## [Supplied material]
━━━━
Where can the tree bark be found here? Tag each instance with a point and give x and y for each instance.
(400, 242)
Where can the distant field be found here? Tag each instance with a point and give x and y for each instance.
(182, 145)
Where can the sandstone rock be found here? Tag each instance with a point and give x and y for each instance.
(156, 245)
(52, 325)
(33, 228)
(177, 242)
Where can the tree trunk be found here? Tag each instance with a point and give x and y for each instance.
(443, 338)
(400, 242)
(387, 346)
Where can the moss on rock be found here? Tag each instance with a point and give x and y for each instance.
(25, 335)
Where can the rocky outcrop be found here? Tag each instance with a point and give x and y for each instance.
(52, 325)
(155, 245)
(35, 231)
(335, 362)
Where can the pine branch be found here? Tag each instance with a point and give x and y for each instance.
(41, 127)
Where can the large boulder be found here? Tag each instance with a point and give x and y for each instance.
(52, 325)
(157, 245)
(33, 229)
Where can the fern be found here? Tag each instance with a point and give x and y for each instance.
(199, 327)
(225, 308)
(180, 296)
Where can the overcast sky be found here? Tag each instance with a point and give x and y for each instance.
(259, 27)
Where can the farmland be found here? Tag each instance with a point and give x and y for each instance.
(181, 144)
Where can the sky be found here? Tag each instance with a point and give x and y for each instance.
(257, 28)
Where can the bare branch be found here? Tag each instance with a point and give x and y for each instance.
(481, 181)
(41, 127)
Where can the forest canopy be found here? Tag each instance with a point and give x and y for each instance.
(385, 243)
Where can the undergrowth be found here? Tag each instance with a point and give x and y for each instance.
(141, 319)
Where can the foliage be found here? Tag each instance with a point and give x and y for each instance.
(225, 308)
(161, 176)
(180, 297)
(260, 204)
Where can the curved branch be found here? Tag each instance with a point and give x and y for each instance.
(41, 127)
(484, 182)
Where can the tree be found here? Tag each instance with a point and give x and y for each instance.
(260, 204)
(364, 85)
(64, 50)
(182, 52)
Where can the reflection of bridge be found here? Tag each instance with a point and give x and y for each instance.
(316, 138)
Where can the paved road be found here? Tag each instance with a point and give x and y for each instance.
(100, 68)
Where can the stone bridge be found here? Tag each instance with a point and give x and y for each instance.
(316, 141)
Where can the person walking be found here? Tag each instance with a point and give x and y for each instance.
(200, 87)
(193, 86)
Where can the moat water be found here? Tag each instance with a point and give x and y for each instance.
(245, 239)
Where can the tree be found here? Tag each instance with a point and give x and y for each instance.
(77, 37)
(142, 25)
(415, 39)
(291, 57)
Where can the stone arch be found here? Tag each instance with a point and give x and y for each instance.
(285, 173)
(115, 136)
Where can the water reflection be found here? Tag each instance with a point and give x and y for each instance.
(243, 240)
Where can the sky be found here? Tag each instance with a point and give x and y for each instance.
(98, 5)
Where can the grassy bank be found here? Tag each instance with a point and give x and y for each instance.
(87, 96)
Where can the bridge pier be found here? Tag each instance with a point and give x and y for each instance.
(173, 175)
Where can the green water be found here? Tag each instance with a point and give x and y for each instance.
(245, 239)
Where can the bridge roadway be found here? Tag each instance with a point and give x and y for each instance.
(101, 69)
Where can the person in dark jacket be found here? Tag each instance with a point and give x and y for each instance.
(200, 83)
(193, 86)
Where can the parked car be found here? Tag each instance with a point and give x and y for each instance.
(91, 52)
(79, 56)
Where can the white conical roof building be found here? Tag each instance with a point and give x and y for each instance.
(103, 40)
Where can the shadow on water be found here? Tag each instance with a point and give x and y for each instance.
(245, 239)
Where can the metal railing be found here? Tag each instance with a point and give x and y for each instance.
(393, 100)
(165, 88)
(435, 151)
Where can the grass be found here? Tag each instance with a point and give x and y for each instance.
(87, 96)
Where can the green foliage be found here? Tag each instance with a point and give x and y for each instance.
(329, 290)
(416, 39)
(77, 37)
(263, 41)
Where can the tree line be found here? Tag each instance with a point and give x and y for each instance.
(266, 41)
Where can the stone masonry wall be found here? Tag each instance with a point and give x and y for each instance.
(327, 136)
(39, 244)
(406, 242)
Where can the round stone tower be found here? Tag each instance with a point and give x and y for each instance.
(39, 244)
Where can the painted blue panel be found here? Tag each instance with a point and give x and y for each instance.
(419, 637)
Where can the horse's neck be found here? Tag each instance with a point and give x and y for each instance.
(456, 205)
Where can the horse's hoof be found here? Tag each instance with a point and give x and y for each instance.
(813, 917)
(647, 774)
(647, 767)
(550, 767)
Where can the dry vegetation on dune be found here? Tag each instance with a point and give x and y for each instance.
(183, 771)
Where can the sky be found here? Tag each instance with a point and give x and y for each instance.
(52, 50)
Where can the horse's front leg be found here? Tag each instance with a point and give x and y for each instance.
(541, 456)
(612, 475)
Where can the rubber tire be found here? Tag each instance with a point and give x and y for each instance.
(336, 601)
━━━━
## [Directions for this task]
Repeat each record word for word. Do not leave any out.

## [Exercise result]
Where can the tree bark be found here? Tag each instance with a point and give x and y for each instance.
(400, 242)
Where can the distant field be found here? Tag each instance with a point and give x and y for each instance.
(182, 145)
Where can the sandstone rock be found here? Tag each instance with a point and give x and y for each instance.
(156, 245)
(52, 325)
(33, 228)
(177, 242)
Where can the tree trunk be found here? Tag each instance with a point and give x and y for each instance.
(443, 338)
(400, 242)
(387, 346)
Where can the moss on rock be found here? Tag each instance with a point and give x and y for each instance.
(25, 335)
Where can the rocky outcrop be found here? Tag each instance with a point and give x and y for each instance.
(52, 325)
(155, 245)
(35, 231)
(335, 362)
Where can the pine branch be found here? Tag each instance with a point and give x and y for each instance.
(41, 127)
Where can the large boulder be found here? Tag each instance with a point and give x and y for each instance.
(52, 325)
(157, 245)
(33, 229)
Where can the fern be found here? Tag each instance with a point and give x and y for each instance.
(199, 327)
(225, 308)
(180, 296)
Where can the overcast sky be found here? Tag each instance with a point and give x and y for each instance.
(259, 27)
Where can the farmland be found here? Tag each instance with a point and give x and y for each instance.
(181, 144)
Where can the sky be found here? Tag each instance with a point and give x and y for each instance.
(257, 28)
Where can the bare branch be found here? Tag each instance with a point and give x and y for each instance.
(481, 181)
(41, 127)
Where can the forest canopy be found here? Tag each instance with a point and give x and y for each instance.
(385, 243)
Where can the undergrowth be found here? Tag each instance with a point and give x and y for each instance.
(141, 319)
Where can the foliage be found here? Tag each instance with a point and give x and y for each instance.
(225, 308)
(161, 176)
(180, 297)
(260, 204)
Where can the curved branch be found here? Tag each instance with a point and give x and y for each instance.
(41, 127)
(484, 182)
Where can the tree be found here? Tag each instance with a point and give x and y for each instance.
(260, 204)
(364, 85)
(64, 50)
(182, 52)
Where can the reflection of bridge be found here? Tag each instance with a point and give x and y for each instance.
(316, 138)
Where can the paved road be found here? Tag each instance with a point and give x and y for each instance.
(100, 68)
Where can the stone bridge be found here? Tag each instance with a point and give x and y for each instance.
(316, 141)
Where can the person walking be found here? Tag each instance with a point and give x and y for each instance.
(200, 87)
(193, 86)
Where can the moat water be found here? Tag each instance with a point and give x and y for each instance.
(245, 239)
Where can the tree be found here? Tag each instance with a point and give x and y for each instance.
(77, 37)
(142, 25)
(415, 39)
(291, 57)
Where can the stone arch be found here? Tag each instance with a point and give x and y for each instance.
(285, 173)
(115, 136)
Where can the water reflection be found here? Tag each instance with a point and give x and y for each instance.
(243, 240)
Where can the sky be found here? Tag each instance with a point and give x and y for each instance.
(98, 5)
Where can the grassy bank be found here? Tag each instance with a point and give x and y for each instance.
(87, 96)
Where can the bridge pier be found here? Tag each instance with a point and give x and y for each instance.
(173, 175)
Where can the green water be found here? Tag each instance with a point and give x and y for each instance.
(245, 239)
Where can the bridge roadway be found here? Tag each instance with a point and give x and y for each instance.
(101, 69)
Where can the person in dark jacket be found here? Tag each instance with a point and give x and y for each instance.
(200, 83)
(193, 86)
Where can the parked car be found here? Tag each instance with a point and give x and y for each instance.
(91, 52)
(79, 56)
Where can the white conical roof building be found here? Tag each instance with a point and give x and y for each instance.
(103, 40)
Where can the shadow on water be found here? Tag each instance with a point and give x and y for each instance.
(245, 239)
Where can the metal railing be found here? Tag each instance with a point and give x and y for each instance.
(393, 100)
(165, 88)
(435, 151)
Where can the grass be found here? Tag each instance with a point and give x and y for each instance.
(87, 96)
Where can the green foliage be found here? Tag each instance with a point and give x and y for each instance.
(329, 290)
(416, 39)
(77, 37)
(263, 41)
Where can the tree line be found here? Tag each instance with a point and give x and y for each instance.
(266, 41)
Where can the stone masonry wall be found here? Tag each instance with a point and give x and y for each instance.
(327, 136)
(39, 244)
(406, 242)
Where can the round stone tower be found here? Tag each instance with a point and give x and y for each instance.
(39, 244)
Where can the painted blue panel be found here? Tag each instance with a point and give x and y for each instance.
(419, 637)
Where can the horse's neck be found here? Tag each instance with a point and give x and y for each instance.
(456, 205)
Where can the horse's hoof be found here? Tag each instance with a point and give x and y for each instance.
(813, 917)
(647, 774)
(647, 767)
(550, 767)
Where can the dry vegetation on dune be found here? Tag each instance with a point and give x and y for each instance.
(183, 771)
Where can the sky be found here? Tag each instance with a point and give x and y for each instance.
(52, 50)
Where can the horse's front leg be found here? Tag each instance with a point and give x and y for each instance.
(541, 456)
(612, 475)
Where can the rubber tire be found here? Tag each instance with a point and give x and y for each instance.
(336, 601)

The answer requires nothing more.